EXERCISE DIRECTIONS: Rescale the material below by repeating every line, requests included, with each bounding-box coordinate in the answers multiplied by 2.5 and rounded to the nearest whole number, halves rounding up. Leave the pictures out.
===== DATA PROVIDED =====
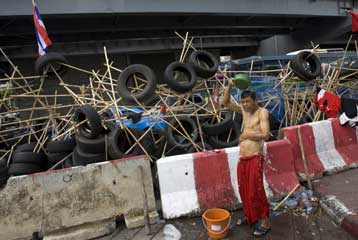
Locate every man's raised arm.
[221,79,242,113]
[240,108,270,141]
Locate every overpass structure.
[0,0,356,58]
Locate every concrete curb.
[318,192,358,239]
[0,156,159,240]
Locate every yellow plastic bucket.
[202,208,231,239]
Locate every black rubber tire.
[189,51,219,78]
[62,158,75,168]
[9,163,45,176]
[11,152,47,166]
[0,166,9,177]
[46,138,76,153]
[72,146,106,166]
[47,152,70,165]
[35,52,68,76]
[117,64,156,103]
[107,127,152,159]
[202,111,233,136]
[208,128,239,148]
[74,105,103,139]
[15,142,37,152]
[164,62,196,93]
[76,134,106,153]
[188,142,214,153]
[0,158,7,171]
[291,51,321,81]
[165,116,199,149]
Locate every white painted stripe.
[310,120,346,172]
[225,147,241,203]
[157,154,199,219]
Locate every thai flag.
[32,1,52,56]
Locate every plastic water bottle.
[301,191,313,213]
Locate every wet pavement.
[98,208,355,240]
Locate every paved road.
=====
COMPLETED TASK:
Locate every man's raised arm.
[553,198,605,283]
[600,270,675,353]
Locate every overpass structure.
[0,0,890,145]
Locate every concrete curb.
[795,480,895,598]
[0,390,398,600]
Locate every yellow plastic bucket.
[505,520,578,598]
Locate every black rubber tire.
[473,128,548,195]
[155,395,188,420]
[23,408,113,440]
[28,380,118,415]
[0,415,23,443]
[115,345,190,383]
[180,365,265,415]
[118,380,175,413]
[88,130,170,190]
[293,160,390,258]
[268,318,380,398]
[505,278,583,340]
[520,320,598,370]
[185,263,258,348]
[38,355,93,380]
[410,155,490,233]
[190,335,265,383]
[470,355,535,383]
[0,395,18,428]
[728,128,803,203]
[413,290,498,373]
Locate every white painted stripe.
[775,300,865,430]
[563,368,603,508]
[393,385,498,548]
Locate every thai flag.
[80,3,130,140]
Locate every plastic water bottle.
[753,478,783,533]
Locate every wet pavement.
[245,520,888,600]
Locate every paved road.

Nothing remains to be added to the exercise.